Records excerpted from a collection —
-*-

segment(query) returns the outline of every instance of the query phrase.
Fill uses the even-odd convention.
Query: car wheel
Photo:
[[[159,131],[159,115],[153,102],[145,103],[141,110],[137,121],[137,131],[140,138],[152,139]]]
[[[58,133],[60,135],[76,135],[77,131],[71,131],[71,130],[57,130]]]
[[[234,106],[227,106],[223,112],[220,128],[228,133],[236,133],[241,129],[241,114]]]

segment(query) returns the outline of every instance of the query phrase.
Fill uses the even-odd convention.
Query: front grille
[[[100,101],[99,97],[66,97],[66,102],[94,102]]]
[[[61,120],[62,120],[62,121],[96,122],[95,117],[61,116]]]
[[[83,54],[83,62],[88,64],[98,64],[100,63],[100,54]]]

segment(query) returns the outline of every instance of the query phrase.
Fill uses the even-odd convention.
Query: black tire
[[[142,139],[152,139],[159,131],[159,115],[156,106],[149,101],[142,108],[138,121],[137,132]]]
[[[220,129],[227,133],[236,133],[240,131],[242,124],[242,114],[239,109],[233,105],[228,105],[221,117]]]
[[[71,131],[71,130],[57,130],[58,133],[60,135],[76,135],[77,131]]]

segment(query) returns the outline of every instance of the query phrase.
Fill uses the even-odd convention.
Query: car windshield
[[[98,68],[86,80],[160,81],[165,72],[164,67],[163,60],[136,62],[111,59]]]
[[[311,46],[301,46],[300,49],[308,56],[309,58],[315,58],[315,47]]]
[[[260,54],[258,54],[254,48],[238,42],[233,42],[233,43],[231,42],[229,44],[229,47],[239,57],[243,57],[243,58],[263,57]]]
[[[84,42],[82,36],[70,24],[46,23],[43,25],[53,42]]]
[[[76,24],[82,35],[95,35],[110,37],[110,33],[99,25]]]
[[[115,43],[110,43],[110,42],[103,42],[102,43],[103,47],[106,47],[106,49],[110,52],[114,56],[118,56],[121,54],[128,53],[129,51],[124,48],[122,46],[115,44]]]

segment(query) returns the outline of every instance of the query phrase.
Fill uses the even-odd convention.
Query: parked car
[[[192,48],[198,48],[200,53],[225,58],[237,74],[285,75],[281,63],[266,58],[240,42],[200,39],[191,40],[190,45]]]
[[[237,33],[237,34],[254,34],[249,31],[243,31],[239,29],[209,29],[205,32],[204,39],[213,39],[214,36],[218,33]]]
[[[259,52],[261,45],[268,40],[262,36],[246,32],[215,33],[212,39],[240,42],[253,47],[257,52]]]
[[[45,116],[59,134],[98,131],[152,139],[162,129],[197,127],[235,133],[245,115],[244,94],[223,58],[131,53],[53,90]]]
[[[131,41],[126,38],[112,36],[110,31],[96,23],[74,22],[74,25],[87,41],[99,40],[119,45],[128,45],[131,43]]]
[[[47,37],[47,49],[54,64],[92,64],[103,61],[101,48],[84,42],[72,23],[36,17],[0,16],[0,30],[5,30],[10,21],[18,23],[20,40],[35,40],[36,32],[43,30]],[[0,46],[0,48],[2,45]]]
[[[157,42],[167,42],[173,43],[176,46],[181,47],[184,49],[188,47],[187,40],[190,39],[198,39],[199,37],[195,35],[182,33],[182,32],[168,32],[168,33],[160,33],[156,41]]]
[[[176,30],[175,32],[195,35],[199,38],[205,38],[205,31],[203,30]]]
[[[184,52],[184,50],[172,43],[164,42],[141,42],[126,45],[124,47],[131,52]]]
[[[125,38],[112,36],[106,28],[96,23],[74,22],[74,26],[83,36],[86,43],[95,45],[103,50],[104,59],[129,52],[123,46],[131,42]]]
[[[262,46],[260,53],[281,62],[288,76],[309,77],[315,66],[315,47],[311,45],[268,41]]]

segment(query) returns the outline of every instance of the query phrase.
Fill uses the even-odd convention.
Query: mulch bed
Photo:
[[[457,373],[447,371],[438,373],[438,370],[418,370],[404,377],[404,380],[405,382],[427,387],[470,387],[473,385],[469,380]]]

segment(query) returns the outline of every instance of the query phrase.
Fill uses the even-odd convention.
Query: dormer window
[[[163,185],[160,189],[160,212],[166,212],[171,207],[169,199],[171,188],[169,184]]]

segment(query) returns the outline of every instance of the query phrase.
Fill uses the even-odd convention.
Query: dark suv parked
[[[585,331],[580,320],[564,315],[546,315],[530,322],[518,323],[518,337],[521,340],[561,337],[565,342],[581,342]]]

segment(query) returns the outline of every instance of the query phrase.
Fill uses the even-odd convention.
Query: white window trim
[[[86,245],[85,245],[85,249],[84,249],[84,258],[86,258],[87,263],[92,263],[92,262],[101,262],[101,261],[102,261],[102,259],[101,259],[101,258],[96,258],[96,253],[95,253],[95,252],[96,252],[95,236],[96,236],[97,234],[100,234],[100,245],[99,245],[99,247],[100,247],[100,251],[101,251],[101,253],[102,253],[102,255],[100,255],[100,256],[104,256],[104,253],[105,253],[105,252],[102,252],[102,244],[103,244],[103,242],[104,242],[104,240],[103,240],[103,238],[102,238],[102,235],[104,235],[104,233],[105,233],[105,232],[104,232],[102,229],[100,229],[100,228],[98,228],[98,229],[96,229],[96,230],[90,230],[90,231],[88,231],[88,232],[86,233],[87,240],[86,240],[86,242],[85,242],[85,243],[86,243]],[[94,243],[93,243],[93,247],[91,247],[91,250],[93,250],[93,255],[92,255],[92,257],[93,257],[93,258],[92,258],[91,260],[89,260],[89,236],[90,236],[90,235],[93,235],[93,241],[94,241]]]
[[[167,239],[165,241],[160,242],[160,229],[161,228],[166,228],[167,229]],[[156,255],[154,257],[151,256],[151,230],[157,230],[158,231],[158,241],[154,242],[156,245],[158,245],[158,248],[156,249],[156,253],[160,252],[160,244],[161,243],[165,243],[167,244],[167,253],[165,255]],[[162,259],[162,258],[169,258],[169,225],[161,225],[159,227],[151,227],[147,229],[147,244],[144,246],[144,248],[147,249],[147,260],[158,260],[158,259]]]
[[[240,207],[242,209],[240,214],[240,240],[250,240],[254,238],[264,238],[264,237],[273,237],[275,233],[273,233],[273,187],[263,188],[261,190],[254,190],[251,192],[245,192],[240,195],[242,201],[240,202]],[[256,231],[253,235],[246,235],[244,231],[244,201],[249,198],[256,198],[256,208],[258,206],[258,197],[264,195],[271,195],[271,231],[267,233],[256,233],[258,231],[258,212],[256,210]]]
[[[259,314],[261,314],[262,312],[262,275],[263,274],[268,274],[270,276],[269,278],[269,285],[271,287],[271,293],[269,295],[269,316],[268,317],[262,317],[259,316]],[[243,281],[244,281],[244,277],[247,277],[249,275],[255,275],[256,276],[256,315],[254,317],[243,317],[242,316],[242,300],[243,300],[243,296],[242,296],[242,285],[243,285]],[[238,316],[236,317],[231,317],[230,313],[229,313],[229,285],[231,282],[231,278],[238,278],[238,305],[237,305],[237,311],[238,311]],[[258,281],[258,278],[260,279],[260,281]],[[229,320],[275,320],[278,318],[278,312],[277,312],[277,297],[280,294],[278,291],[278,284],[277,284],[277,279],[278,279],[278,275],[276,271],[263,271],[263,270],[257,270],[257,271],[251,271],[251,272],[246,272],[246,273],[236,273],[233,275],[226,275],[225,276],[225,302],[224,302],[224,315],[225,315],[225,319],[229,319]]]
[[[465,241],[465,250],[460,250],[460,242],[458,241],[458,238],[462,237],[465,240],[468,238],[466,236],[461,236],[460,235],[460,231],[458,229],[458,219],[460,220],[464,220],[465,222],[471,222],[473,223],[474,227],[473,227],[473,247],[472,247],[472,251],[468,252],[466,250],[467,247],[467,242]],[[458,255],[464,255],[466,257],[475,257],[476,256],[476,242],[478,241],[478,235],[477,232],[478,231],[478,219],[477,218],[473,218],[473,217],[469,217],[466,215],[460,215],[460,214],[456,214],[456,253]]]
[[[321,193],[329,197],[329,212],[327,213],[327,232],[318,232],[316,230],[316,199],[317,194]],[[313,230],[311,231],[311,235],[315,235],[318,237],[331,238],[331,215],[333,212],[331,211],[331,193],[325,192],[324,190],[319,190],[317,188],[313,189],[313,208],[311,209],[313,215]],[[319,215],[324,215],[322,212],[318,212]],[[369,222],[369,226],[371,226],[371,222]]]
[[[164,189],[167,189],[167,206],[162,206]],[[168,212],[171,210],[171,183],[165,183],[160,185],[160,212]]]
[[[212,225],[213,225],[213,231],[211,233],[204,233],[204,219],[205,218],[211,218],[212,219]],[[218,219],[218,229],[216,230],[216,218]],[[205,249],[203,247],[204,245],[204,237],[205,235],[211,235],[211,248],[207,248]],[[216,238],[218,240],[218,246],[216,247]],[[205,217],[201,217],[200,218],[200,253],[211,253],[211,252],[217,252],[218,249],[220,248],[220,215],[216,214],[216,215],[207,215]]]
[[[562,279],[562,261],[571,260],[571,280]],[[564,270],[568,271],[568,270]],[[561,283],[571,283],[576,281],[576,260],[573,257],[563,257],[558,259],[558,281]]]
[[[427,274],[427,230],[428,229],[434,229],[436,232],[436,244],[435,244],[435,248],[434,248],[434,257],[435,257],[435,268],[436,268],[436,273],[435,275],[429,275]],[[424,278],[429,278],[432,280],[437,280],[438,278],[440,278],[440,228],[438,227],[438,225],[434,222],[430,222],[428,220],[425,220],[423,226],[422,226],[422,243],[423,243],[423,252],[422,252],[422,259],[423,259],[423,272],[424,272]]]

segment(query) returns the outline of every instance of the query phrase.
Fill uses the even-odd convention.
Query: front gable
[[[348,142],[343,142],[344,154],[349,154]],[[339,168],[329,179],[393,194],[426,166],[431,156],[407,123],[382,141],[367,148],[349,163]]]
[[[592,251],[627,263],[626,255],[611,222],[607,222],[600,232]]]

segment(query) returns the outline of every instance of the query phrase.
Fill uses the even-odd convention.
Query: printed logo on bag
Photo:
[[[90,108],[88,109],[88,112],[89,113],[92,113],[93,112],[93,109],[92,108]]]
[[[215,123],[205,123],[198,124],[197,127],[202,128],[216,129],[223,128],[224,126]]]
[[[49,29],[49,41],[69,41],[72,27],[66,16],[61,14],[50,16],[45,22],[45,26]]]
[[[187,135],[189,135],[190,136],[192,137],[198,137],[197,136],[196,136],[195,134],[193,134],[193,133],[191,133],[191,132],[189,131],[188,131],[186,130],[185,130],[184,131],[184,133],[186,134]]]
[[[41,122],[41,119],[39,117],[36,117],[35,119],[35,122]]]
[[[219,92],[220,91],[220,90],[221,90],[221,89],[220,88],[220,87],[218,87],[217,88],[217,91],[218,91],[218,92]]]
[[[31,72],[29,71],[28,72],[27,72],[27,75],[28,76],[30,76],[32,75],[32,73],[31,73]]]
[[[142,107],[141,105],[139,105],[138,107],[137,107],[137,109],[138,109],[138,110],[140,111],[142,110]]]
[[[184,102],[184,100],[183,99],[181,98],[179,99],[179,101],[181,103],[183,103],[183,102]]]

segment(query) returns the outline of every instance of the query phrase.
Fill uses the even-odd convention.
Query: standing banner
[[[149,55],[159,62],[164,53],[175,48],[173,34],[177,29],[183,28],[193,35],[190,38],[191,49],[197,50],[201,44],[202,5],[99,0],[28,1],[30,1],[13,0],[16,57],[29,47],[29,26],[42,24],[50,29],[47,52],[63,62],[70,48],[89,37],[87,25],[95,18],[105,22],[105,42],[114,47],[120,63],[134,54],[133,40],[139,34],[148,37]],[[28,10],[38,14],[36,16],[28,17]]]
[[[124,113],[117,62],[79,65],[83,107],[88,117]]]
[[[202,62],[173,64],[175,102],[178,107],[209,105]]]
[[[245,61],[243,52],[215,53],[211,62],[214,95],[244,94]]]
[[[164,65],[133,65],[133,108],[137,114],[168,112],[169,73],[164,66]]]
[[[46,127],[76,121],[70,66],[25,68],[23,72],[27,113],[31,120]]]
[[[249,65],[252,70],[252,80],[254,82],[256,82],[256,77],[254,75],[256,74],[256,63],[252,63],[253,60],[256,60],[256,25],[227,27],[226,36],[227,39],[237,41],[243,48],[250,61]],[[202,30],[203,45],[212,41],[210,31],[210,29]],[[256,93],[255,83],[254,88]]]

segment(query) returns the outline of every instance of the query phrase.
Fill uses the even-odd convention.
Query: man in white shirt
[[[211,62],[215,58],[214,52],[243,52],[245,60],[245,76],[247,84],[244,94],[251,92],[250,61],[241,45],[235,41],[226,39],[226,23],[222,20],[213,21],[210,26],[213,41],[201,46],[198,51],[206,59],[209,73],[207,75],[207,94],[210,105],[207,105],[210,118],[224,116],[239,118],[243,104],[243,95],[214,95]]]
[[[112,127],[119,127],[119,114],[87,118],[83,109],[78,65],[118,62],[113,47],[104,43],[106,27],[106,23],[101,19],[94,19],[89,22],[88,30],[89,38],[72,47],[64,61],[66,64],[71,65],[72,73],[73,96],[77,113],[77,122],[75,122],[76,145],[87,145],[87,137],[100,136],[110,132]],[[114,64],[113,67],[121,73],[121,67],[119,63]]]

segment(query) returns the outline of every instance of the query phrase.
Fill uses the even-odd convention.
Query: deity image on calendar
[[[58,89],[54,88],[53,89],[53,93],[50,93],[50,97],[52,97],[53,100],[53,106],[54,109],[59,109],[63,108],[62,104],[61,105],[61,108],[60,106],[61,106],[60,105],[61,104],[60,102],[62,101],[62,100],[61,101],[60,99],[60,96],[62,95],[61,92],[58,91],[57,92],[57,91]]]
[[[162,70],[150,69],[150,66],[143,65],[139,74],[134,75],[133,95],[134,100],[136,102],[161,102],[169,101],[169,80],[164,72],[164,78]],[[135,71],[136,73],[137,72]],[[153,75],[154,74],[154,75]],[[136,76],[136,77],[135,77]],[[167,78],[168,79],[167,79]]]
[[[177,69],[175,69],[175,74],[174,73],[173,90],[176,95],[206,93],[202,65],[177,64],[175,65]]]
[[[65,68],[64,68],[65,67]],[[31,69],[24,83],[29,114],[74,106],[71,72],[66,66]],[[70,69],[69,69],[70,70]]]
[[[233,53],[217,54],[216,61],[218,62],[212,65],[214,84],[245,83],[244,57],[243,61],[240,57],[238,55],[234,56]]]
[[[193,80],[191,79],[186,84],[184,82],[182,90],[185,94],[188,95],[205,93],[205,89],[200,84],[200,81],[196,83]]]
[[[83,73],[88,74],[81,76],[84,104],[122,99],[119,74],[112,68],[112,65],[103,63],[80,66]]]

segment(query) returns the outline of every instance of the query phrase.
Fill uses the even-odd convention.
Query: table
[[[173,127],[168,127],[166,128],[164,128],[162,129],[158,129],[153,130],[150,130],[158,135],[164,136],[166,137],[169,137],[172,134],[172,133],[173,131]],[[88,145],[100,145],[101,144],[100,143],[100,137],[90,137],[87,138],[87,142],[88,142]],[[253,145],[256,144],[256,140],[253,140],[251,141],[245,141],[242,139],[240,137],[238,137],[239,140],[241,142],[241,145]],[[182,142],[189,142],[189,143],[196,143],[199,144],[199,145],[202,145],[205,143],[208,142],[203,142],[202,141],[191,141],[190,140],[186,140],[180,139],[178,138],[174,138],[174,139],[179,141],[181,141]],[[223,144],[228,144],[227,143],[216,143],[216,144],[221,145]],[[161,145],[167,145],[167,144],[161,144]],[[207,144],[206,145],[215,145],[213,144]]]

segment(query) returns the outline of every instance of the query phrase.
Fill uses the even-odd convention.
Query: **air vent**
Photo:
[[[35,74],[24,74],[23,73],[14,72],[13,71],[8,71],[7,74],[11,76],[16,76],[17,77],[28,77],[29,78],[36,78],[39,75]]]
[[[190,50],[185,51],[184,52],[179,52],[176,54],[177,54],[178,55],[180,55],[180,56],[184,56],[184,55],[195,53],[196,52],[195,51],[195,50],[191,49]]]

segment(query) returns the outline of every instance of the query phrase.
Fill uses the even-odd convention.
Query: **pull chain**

-*-

Goal — How many lines of the data above contain the string "white"? Give only the number.

Output for this exercise — 2